======== Extract provided

The big story during last year's Trooping the Colour, the Queen's official birthday celebration, was The Ring.
The 2019 event, held on a sparkling London summer day, saw Meghan the Duchess of Sussex take a brief break from her maternity leave to take her place on the Buckingham Palace balcony, only a month after welcoming baby Archie.
As the most recent Windsor recruit smiled and waved, with only a hint of a sleep-deprived new mother-edge to her navy Givenchy look, eagle-eyed royal watchers were quick to notice that her engagement ring now featured a new delicate pave diamond band as well.
STOP. THE. PRESSES.
One year on, there is a certain naive charm to the fact that the biggest story of the day involved a duchess' bling.
Today, the royal family is facing a slew of crises involving the FBI, legal teams waging a trans-Atlantic war of words, accusations of misogyny and snobbery, another set of lawyers, and the looming threat of a tell-all biography as the maraschino cherry on top.
This week has seen Prince Andrew and his friendship with convicted sex offender Jeffrey Epstein land with a thud back onto front pages.
In the space of 36 hours, it was reported that US authorities have put in a formal request for the royal to testify about his ties to Epstein, only for his lawyers to come out all guns blazing, putting put out a statement saying they had already offered to help investigators on "at least three occasions."
Geoffrey Berman, the US Attorney for the Southern District of New York, promptly fired back in another statement, saying that Andrew "has not given an interview to federal authorities, has repeatedly declined our request to schedule such an interview, and nearly four months ago informed us unequivocally – through the very same counsel who issued today's release – that he would not come in for such an interview".

================

Requests:
• A. In the royal family article, what new feature did royal watchers notice on Meghan's engagement ring?
• B. Continue the royal family article from its final sentence.
The entries come from an unrelated source.

======== Extracted information

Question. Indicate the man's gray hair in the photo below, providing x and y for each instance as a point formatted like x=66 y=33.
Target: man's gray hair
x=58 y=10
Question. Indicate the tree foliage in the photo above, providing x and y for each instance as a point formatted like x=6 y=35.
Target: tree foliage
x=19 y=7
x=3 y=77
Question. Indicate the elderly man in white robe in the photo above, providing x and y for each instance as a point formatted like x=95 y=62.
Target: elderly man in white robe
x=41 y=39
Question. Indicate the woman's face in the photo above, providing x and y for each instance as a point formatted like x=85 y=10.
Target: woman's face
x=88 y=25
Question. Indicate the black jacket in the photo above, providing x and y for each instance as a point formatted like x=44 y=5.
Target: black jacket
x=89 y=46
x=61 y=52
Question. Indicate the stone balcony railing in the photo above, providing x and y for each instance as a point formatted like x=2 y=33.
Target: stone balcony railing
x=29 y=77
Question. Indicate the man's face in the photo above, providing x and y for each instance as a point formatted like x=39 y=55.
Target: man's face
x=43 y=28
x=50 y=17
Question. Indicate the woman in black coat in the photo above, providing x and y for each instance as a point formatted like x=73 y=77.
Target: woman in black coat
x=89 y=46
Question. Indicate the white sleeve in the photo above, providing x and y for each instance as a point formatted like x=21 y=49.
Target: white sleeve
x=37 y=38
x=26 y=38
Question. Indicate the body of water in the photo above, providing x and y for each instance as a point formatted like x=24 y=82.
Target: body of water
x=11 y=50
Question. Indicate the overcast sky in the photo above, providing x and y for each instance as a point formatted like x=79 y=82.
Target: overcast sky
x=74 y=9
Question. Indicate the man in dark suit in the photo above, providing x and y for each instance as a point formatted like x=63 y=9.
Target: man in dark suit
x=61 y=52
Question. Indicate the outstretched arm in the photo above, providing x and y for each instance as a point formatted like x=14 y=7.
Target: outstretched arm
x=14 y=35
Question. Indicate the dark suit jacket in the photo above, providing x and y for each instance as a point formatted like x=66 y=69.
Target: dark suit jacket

================

Solved problems:
• A. A delicate pave diamond band.

• B.
Gloria Allred, a lawyer for a number of Epstein's alleged victims, got in on the act, putting out a statement of her own, saying: "It is time for the Prince to stop this cat and mouse game and stand before the bar of justice."
This is just the latest inglorious episode in a saga that has spanned many inglorious episodes for the Queen's second son.
However, this most recent contretemps has also betrayed something worrying about the royal family as a whole: No one seems to be in charge.
But … but the Queen, I hear you shout. Her head is on currency and stamps, and along with her being the titular head of 2.4 billion people, she commands an army and is in charge of a religion. Surely, the Windsor buck stops with her?
The truth is that royal biographers are united in their view that behind closed doors, the Queen and Prince Philip have had a very traditional, 1940s marriage and that he was very much the head of the household.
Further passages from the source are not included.